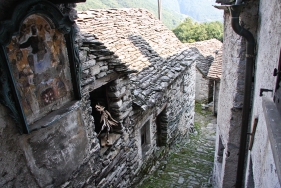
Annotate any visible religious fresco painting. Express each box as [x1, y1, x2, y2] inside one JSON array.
[[7, 14, 74, 124]]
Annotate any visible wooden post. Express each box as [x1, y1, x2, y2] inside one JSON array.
[[158, 0, 162, 21]]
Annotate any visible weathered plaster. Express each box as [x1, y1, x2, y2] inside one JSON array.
[[213, 1, 259, 187], [243, 0, 281, 186]]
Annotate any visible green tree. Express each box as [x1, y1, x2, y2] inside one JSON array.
[[205, 21, 223, 42], [173, 18, 223, 43]]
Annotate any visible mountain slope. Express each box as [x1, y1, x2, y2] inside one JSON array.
[[76, 0, 223, 29], [76, 0, 186, 29], [177, 0, 223, 22], [162, 0, 180, 13]]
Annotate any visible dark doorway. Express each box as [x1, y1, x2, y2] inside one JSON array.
[[156, 108, 168, 147], [208, 80, 214, 103]]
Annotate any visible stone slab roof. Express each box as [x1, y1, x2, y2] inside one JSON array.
[[76, 8, 187, 72], [207, 48, 223, 80], [186, 39, 222, 77], [186, 39, 222, 57], [76, 8, 204, 109], [131, 47, 200, 109]]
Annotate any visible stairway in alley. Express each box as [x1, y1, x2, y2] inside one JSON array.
[[137, 107, 216, 188]]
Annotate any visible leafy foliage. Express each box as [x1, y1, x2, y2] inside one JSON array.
[[172, 18, 223, 43]]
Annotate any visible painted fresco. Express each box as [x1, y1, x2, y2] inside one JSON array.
[[7, 14, 74, 124]]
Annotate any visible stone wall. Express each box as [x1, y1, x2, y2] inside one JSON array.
[[0, 2, 199, 188], [195, 69, 211, 102], [186, 39, 222, 103], [0, 2, 88, 187], [208, 49, 222, 115], [76, 9, 199, 187], [243, 0, 281, 186], [130, 49, 196, 184], [213, 0, 281, 187], [195, 54, 213, 103], [212, 1, 259, 187]]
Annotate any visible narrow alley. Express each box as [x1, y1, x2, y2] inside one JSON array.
[[137, 103, 216, 188]]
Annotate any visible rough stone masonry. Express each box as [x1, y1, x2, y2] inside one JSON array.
[[0, 3, 212, 188]]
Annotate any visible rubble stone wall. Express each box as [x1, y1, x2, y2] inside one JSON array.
[[0, 2, 198, 188], [195, 69, 210, 102], [0, 3, 89, 187], [130, 52, 196, 185]]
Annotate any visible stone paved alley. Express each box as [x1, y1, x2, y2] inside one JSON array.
[[137, 103, 216, 188]]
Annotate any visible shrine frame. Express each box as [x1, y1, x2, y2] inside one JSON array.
[[0, 0, 81, 134]]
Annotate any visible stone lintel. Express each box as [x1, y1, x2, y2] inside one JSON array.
[[82, 72, 123, 94]]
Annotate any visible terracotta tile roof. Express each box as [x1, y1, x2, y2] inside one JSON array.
[[207, 48, 223, 80]]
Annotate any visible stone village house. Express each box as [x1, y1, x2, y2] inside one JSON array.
[[207, 48, 223, 115], [212, 0, 281, 187], [187, 39, 222, 104], [0, 0, 212, 187]]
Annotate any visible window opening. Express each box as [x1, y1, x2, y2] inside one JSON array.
[[90, 85, 109, 135], [89, 84, 122, 151], [208, 80, 214, 103], [140, 119, 151, 156], [156, 108, 168, 146], [141, 125, 147, 146]]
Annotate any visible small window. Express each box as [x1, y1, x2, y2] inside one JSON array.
[[141, 126, 147, 146], [140, 119, 151, 156]]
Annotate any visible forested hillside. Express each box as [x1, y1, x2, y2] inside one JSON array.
[[177, 0, 223, 22], [76, 0, 222, 29], [76, 0, 186, 29]]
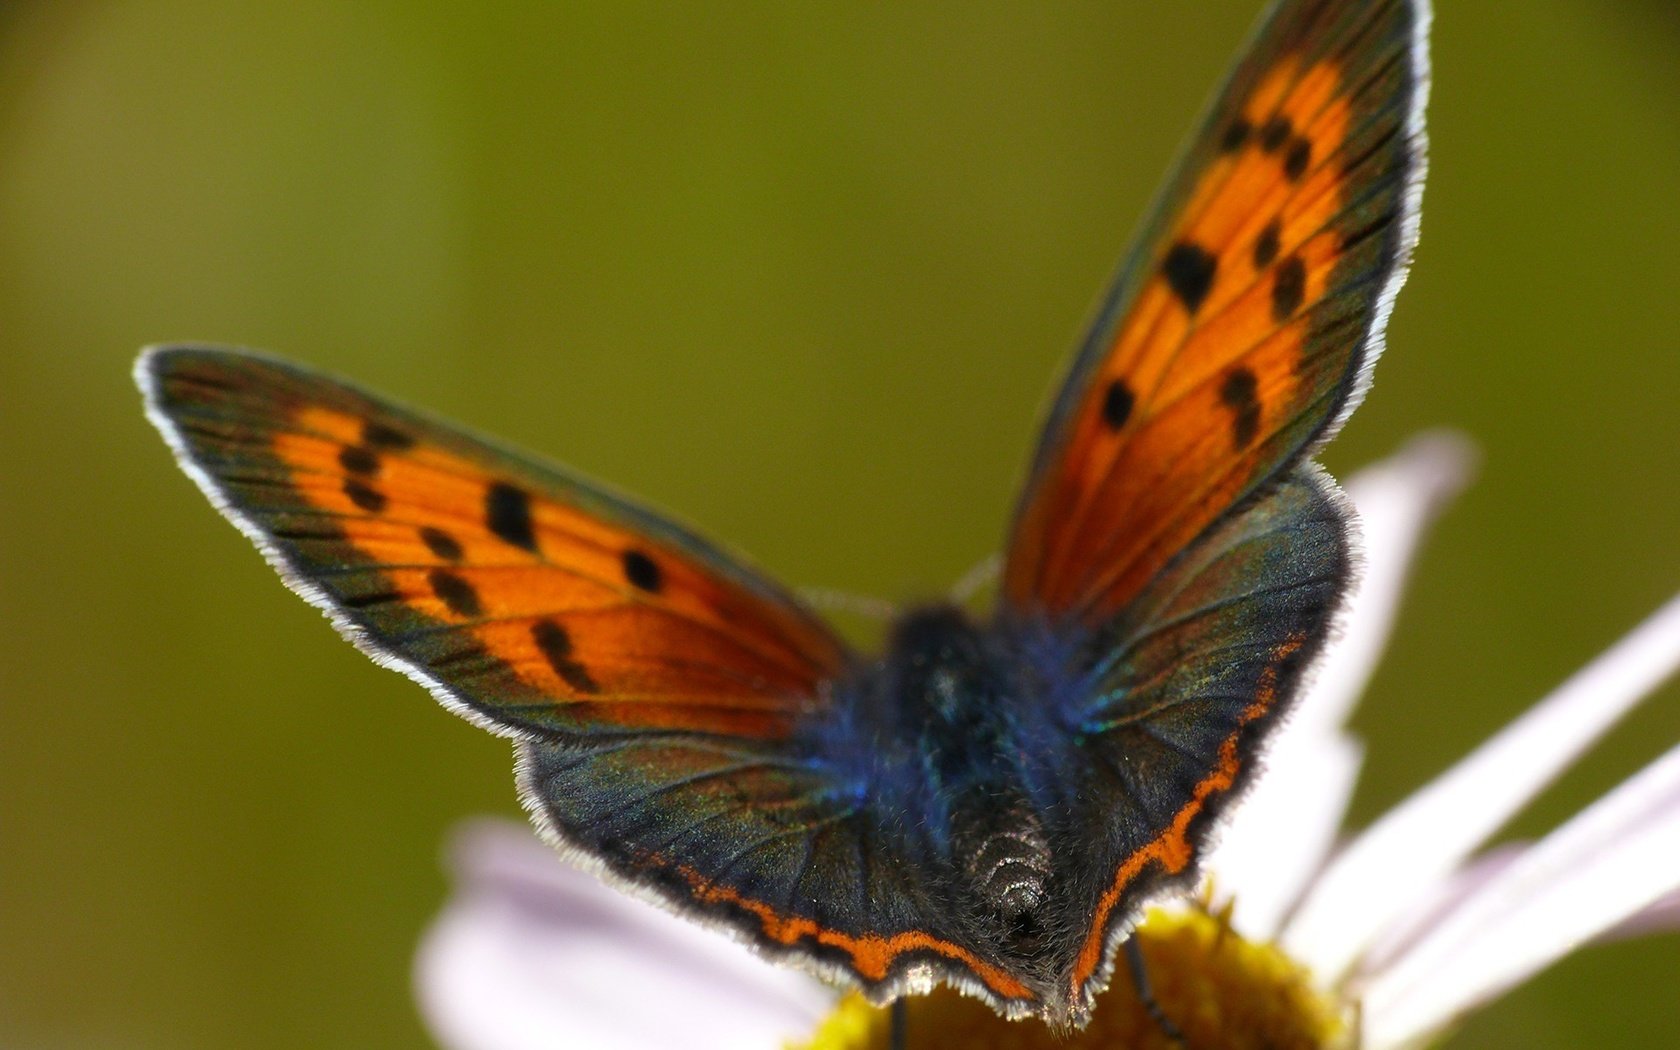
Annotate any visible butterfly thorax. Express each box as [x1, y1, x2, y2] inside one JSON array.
[[826, 604, 1064, 963]]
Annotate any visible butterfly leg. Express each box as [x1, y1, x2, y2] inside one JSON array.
[[889, 997, 907, 1050], [1125, 936, 1188, 1048]]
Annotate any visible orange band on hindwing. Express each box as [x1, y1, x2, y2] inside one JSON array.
[[671, 865, 1040, 1005], [1068, 633, 1308, 1000]]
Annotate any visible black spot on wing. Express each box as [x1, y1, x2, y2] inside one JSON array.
[[486, 482, 537, 552], [420, 526, 464, 562], [429, 569, 482, 618], [622, 550, 663, 593], [1162, 243, 1218, 314], [362, 421, 415, 450], [338, 445, 379, 476], [1220, 118, 1252, 152], [343, 479, 386, 513], [1101, 380, 1134, 430], [1273, 256, 1306, 320], [531, 621, 599, 693], [1219, 368, 1262, 450], [1254, 220, 1281, 269], [1283, 138, 1312, 181]]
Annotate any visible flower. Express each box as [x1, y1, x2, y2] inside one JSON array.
[[414, 435, 1680, 1050]]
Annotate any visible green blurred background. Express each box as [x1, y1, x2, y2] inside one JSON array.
[[3, 2, 1679, 1046]]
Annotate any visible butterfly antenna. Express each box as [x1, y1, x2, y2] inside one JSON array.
[[1125, 936, 1188, 1048], [799, 587, 899, 622], [948, 551, 1001, 606], [889, 997, 907, 1050]]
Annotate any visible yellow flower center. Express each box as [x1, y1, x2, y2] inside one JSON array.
[[795, 906, 1348, 1050]]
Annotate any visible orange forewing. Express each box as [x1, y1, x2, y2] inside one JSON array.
[[1006, 0, 1421, 624], [145, 349, 849, 741]]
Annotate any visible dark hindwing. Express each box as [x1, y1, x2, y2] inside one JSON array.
[[517, 734, 1041, 1011], [1053, 467, 1352, 1019]]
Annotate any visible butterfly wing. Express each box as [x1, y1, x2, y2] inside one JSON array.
[[139, 346, 1040, 1006], [993, 0, 1427, 1019], [1049, 467, 1352, 1018], [1004, 0, 1427, 625], [139, 346, 846, 739]]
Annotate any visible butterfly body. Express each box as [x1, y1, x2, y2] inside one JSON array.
[[509, 463, 1346, 1024], [822, 606, 1064, 957], [140, 0, 1426, 1028]]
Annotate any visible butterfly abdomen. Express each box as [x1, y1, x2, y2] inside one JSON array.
[[952, 798, 1055, 958], [830, 606, 1061, 959]]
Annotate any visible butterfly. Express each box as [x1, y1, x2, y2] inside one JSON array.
[[137, 0, 1426, 1029]]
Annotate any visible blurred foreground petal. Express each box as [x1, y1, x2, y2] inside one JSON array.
[[416, 820, 833, 1050], [1284, 593, 1680, 979], [1608, 888, 1680, 941], [1362, 740, 1680, 1046]]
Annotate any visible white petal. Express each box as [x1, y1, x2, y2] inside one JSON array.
[[1294, 431, 1477, 745], [1206, 433, 1473, 936], [1360, 741, 1680, 1048], [1282, 593, 1680, 979], [415, 820, 834, 1050], [1206, 733, 1363, 939], [1606, 887, 1680, 941], [1356, 844, 1525, 976]]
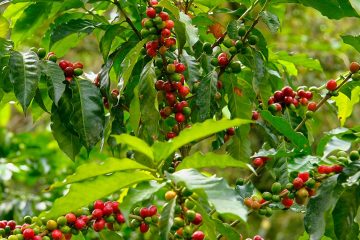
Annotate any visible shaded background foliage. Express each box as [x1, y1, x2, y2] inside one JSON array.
[[0, 0, 359, 239]]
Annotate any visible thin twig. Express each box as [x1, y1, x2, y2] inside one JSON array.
[[113, 0, 142, 40], [242, 0, 271, 41]]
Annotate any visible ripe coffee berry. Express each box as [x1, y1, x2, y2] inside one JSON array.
[[252, 111, 259, 120], [166, 132, 177, 139], [140, 207, 149, 218], [307, 102, 317, 111], [318, 165, 332, 174], [298, 172, 310, 182], [281, 197, 294, 208], [148, 205, 157, 216], [218, 57, 229, 67], [65, 213, 76, 224], [227, 127, 235, 136], [94, 200, 104, 209], [139, 222, 149, 233], [293, 177, 304, 189], [326, 79, 337, 91], [92, 209, 103, 219], [74, 218, 86, 230], [175, 113, 186, 123], [192, 230, 205, 240], [253, 157, 264, 167], [51, 230, 63, 240], [349, 62, 360, 73], [93, 219, 106, 232], [22, 228, 35, 239], [192, 213, 202, 225], [146, 7, 156, 18], [332, 164, 343, 173]]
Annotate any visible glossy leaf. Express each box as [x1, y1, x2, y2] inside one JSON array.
[[341, 35, 360, 53], [0, 16, 9, 38], [158, 0, 180, 19], [177, 151, 247, 171], [9, 51, 40, 111], [334, 88, 360, 126], [50, 19, 103, 47], [121, 181, 165, 221], [51, 158, 153, 188], [70, 79, 105, 150], [261, 111, 311, 153], [0, 38, 13, 56], [112, 134, 154, 161], [159, 196, 177, 240], [260, 11, 280, 33], [195, 71, 217, 121], [44, 171, 155, 219], [169, 169, 248, 220], [40, 61, 66, 106], [129, 86, 140, 133]]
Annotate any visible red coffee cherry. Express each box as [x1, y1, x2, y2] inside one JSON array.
[[146, 7, 156, 18], [273, 90, 284, 102], [73, 62, 83, 69], [167, 132, 177, 139], [218, 57, 229, 67], [175, 63, 186, 73], [140, 207, 149, 218], [253, 235, 264, 240], [92, 209, 103, 219], [298, 172, 309, 182], [349, 62, 360, 73], [161, 28, 171, 38], [51, 230, 63, 240], [93, 219, 106, 232], [165, 20, 175, 29], [299, 97, 308, 105], [253, 157, 264, 167], [227, 127, 235, 136], [318, 165, 331, 174], [22, 228, 35, 239], [305, 91, 313, 100], [332, 164, 343, 173], [297, 89, 306, 98], [326, 79, 337, 91], [64, 67, 74, 77], [65, 213, 76, 224], [139, 222, 149, 233], [74, 218, 86, 230], [293, 177, 304, 189], [217, 80, 223, 89], [7, 221, 16, 230], [252, 111, 259, 120], [281, 86, 293, 96], [148, 205, 157, 216], [281, 197, 294, 208], [307, 102, 317, 112], [116, 213, 125, 223], [159, 12, 169, 21], [192, 231, 205, 240], [192, 213, 202, 225], [178, 86, 190, 97], [175, 113, 186, 123]]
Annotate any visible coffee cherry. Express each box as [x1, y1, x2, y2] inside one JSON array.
[[299, 97, 308, 105], [175, 112, 186, 123], [116, 213, 125, 224], [57, 216, 67, 226], [227, 127, 235, 136], [93, 219, 106, 232], [318, 165, 332, 174], [253, 235, 264, 240], [92, 209, 103, 219], [22, 229, 35, 239], [271, 182, 282, 194], [175, 63, 186, 73], [349, 150, 359, 161], [248, 35, 258, 45], [332, 164, 343, 173], [218, 57, 228, 67], [253, 157, 264, 167], [202, 42, 213, 54], [192, 230, 205, 240], [307, 102, 317, 111], [298, 172, 309, 182], [165, 190, 177, 200], [161, 28, 171, 38], [326, 79, 337, 91], [281, 197, 294, 208], [238, 27, 246, 37], [51, 230, 63, 240], [166, 132, 177, 139], [148, 205, 157, 216], [252, 111, 259, 120], [64, 66, 74, 77], [293, 177, 304, 189], [140, 207, 149, 218], [178, 86, 190, 97], [251, 201, 261, 210], [103, 204, 113, 215], [353, 73, 360, 81], [146, 7, 156, 18], [74, 218, 86, 230], [282, 86, 293, 96], [295, 188, 309, 205], [305, 91, 313, 100], [37, 48, 46, 59], [349, 62, 360, 73], [73, 68, 83, 76], [65, 213, 76, 224], [46, 220, 57, 231]]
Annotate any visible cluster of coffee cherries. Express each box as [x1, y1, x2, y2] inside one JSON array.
[[318, 149, 359, 174], [288, 171, 320, 205], [141, 0, 176, 57], [167, 155, 183, 173], [223, 127, 235, 142], [164, 189, 205, 240], [58, 60, 84, 83], [129, 205, 159, 233], [156, 61, 191, 139], [32, 47, 57, 63], [0, 200, 125, 240], [267, 86, 314, 114]]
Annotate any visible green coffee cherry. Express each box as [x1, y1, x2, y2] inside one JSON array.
[[236, 178, 244, 186], [337, 151, 348, 158], [262, 192, 272, 201], [248, 35, 259, 45], [349, 150, 359, 161], [271, 182, 282, 194], [238, 27, 246, 37], [203, 42, 213, 55]]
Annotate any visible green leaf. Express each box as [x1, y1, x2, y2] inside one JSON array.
[[213, 219, 241, 240], [332, 185, 360, 240], [304, 175, 344, 240], [155, 118, 252, 162], [180, 50, 200, 88], [121, 181, 165, 221], [288, 155, 320, 172], [51, 157, 152, 188], [195, 72, 217, 121], [0, 38, 14, 56], [334, 87, 360, 126], [252, 51, 272, 105], [70, 79, 105, 150], [50, 105, 82, 161], [138, 60, 160, 144], [192, 200, 217, 239], [261, 111, 311, 153], [227, 20, 241, 39], [100, 24, 127, 60], [9, 51, 40, 111], [0, 16, 9, 38], [12, 2, 53, 45], [99, 230, 123, 240], [179, 12, 199, 48], [119, 39, 148, 93], [50, 19, 103, 47], [158, 0, 180, 19], [44, 171, 155, 219], [177, 151, 247, 171], [270, 51, 323, 72], [342, 35, 360, 53], [273, 0, 359, 19], [112, 134, 154, 161], [260, 11, 280, 33], [159, 196, 177, 240], [223, 72, 253, 162], [129, 86, 140, 133], [40, 61, 66, 105], [169, 169, 248, 220]]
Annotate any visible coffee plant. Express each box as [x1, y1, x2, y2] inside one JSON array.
[[0, 0, 360, 239]]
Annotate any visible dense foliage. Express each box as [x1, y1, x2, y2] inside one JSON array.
[[0, 0, 360, 239]]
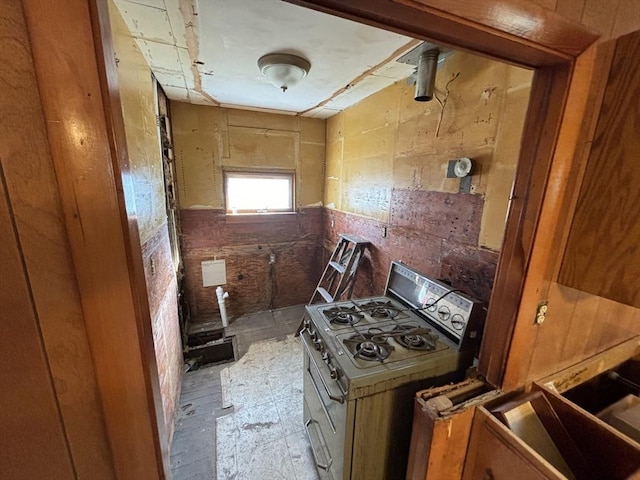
··········
Only the lines from the one with "Annotate any visible cluster" through the last line of the records above are wanted, copied exactly and with pictures omitted.

Annotate any visible cluster of coffee cherries. Express each box as [x1, y1, x2, y2] inside one JSON array.
[[318, 149, 359, 174], [288, 171, 320, 205], [141, 0, 176, 57], [167, 155, 183, 173], [223, 127, 235, 142], [164, 189, 205, 240], [58, 60, 84, 83], [129, 205, 159, 233], [156, 61, 191, 139], [32, 47, 57, 63], [0, 200, 125, 240], [267, 86, 314, 114]]
Annotate any visible green coffee cherry. Express each box as [x1, y1, x2, y2] inside one JSON array.
[[236, 178, 244, 186], [337, 151, 348, 158], [262, 192, 272, 201], [248, 35, 259, 45], [349, 150, 359, 161], [271, 182, 282, 194], [238, 27, 246, 37], [203, 42, 213, 55]]
Annotate any visible green leaf. Express each box as [x1, y1, x2, y2] inside one JSON array.
[[213, 219, 241, 240], [332, 185, 360, 240], [304, 175, 344, 240], [155, 118, 252, 162], [180, 50, 200, 88], [121, 181, 165, 221], [288, 155, 320, 172], [51, 157, 152, 188], [195, 72, 217, 121], [0, 38, 14, 56], [334, 87, 360, 126], [252, 51, 272, 105], [70, 79, 105, 150], [50, 105, 82, 161], [138, 60, 160, 144], [192, 200, 217, 239], [261, 111, 311, 153], [227, 20, 241, 39], [100, 24, 127, 60], [9, 51, 40, 111], [0, 16, 9, 38], [12, 2, 53, 45], [99, 230, 123, 240], [179, 12, 199, 48], [119, 39, 148, 93], [50, 19, 103, 47], [158, 0, 180, 19], [44, 171, 155, 219], [177, 151, 247, 171], [270, 51, 323, 72], [342, 35, 360, 53], [273, 0, 359, 19], [112, 134, 154, 161], [260, 11, 280, 33], [159, 196, 177, 240], [223, 72, 253, 162], [129, 86, 140, 133], [40, 61, 66, 105], [169, 169, 248, 220]]
Annotate any visible coffee plant. Express each box as [x1, y1, x2, y2] inside one JSON array.
[[0, 0, 360, 239]]
Annotate any visible dense foliage. Express each box as [x1, y1, x2, y2] inside one JSON array.
[[0, 0, 360, 239]]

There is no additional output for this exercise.